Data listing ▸
_ _ _

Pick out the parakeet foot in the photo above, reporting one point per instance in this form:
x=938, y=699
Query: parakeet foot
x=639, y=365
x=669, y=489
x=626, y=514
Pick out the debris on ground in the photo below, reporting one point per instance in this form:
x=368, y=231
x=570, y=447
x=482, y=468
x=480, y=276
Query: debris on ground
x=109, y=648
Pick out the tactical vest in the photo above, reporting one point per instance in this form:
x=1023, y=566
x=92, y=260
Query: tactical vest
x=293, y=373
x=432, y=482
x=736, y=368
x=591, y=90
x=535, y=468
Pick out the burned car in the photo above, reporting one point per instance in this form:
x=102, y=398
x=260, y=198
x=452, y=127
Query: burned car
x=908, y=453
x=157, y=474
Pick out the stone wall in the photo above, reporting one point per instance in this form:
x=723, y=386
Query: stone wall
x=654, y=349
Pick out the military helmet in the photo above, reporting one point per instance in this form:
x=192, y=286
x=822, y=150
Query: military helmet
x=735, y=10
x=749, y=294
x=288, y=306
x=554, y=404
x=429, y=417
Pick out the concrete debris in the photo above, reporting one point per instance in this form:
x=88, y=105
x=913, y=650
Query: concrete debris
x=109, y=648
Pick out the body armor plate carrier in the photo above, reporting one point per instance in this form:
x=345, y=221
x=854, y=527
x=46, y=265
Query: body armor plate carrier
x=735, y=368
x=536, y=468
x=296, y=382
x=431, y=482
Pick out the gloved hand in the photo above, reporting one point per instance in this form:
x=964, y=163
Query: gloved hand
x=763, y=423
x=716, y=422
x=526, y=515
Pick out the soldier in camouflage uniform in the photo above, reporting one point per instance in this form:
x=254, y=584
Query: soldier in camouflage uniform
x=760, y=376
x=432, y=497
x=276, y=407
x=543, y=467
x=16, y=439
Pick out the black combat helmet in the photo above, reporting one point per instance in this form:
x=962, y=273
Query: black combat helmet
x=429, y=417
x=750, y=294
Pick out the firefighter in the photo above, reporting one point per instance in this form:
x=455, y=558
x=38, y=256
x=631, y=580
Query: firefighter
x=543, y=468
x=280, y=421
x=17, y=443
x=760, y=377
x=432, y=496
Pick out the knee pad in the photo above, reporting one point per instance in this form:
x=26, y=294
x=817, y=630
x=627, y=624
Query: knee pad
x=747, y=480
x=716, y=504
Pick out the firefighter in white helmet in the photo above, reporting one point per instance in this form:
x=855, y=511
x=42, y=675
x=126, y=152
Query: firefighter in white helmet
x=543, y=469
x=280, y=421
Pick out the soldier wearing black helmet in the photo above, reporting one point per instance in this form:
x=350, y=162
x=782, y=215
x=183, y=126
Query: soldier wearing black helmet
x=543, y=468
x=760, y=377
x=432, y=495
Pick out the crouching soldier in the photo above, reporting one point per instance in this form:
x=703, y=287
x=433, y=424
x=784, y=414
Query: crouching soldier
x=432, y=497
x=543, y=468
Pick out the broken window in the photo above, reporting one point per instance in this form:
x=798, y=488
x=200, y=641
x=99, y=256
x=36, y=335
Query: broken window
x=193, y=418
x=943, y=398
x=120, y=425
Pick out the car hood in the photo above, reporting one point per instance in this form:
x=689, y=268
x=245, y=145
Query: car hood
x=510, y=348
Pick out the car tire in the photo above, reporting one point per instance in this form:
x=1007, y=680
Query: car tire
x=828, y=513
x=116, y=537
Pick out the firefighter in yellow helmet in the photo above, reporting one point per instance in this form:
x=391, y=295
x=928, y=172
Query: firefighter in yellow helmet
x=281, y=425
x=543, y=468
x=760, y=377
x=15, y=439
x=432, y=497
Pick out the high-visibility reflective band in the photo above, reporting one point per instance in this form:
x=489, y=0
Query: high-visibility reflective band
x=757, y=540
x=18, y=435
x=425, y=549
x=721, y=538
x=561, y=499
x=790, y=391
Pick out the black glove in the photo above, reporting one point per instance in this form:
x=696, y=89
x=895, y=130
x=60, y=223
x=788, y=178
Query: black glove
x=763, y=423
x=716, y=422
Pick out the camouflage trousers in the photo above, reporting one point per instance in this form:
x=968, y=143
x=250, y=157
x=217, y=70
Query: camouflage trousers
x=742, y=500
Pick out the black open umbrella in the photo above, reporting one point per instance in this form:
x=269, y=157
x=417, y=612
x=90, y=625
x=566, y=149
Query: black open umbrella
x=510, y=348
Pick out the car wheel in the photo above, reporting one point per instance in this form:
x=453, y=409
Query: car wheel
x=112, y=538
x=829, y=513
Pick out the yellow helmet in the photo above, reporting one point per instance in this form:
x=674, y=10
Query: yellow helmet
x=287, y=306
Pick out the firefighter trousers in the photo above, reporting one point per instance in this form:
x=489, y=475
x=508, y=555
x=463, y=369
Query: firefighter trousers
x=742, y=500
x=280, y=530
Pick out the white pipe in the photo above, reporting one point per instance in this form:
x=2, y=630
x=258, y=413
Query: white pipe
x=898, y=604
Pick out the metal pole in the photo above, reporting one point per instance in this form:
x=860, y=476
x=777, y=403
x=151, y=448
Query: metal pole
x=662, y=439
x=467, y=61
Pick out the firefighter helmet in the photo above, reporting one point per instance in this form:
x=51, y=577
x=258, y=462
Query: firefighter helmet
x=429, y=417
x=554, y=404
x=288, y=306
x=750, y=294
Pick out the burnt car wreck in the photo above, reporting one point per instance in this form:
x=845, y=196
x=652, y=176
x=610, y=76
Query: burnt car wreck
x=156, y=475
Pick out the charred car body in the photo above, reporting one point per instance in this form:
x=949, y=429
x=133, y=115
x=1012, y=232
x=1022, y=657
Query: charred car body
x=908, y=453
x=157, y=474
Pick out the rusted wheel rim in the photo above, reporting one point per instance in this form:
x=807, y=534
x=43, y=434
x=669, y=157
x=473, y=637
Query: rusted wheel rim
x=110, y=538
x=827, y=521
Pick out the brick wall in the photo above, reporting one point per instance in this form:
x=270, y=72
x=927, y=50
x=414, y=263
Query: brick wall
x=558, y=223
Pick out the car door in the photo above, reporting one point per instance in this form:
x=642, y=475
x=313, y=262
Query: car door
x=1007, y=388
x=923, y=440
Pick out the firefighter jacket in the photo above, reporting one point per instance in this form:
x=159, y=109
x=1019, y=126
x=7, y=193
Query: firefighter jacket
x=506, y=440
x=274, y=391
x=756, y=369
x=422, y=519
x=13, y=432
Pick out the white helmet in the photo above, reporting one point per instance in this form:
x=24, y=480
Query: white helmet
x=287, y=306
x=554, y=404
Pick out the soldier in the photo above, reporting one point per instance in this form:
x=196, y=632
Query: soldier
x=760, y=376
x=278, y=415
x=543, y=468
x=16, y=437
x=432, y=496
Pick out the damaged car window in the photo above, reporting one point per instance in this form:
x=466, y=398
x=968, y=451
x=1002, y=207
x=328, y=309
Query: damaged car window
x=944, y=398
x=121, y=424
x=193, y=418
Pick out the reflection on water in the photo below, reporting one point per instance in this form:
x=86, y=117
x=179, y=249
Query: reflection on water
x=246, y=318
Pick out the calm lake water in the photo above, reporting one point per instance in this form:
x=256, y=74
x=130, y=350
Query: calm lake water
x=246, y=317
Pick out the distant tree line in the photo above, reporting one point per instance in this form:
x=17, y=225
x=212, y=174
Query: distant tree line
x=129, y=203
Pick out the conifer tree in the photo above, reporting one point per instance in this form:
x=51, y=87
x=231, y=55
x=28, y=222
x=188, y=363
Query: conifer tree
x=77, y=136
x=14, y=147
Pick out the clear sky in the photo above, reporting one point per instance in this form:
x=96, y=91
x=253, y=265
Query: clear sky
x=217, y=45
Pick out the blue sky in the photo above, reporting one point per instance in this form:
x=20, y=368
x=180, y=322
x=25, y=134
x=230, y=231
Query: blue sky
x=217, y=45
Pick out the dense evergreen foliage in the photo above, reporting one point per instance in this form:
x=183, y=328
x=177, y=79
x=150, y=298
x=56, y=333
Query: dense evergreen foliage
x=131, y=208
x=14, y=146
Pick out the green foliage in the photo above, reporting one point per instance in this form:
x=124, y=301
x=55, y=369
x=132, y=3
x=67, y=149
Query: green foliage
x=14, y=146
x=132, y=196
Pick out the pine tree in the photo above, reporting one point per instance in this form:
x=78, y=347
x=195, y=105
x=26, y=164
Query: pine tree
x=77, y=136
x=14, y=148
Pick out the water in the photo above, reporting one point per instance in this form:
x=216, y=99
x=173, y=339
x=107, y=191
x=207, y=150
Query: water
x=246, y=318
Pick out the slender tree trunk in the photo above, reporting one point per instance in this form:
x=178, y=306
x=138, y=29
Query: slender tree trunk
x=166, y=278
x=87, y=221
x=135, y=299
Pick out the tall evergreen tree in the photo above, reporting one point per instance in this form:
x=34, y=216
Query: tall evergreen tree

_ _ _

Directive ▸ Please reproduce the items starting with the line containing "Pick out the burnt" and going on through the line containing "x=923, y=440", renaming "rusted wheel rim" to "corroded wheel rim" and leaving everything else unchanged.

Final result ▸
Pick out the burnt car wreck in the photo above, reporting one point per instance in this form:
x=845, y=196
x=652, y=176
x=610, y=76
Query: burnt car wreck
x=156, y=475
Pick out the charred car body in the photo above, reporting one point per instance in this form:
x=949, y=429
x=133, y=115
x=1012, y=232
x=1022, y=657
Query: charred car body
x=908, y=453
x=157, y=474
Pick out the corroded wheel rim in the photo above, reporting one point per instance in this form:
x=807, y=534
x=43, y=434
x=669, y=157
x=473, y=637
Query: corroded wheel rim
x=110, y=538
x=827, y=521
Pick out the brick wall in the photo above, reporting one point per instance in this form:
x=270, y=72
x=927, y=50
x=414, y=263
Query: brick wall
x=558, y=223
Pick out the car door in the photo above, reporting one point per instance in this form:
x=642, y=475
x=313, y=262
Query: car door
x=1007, y=388
x=923, y=440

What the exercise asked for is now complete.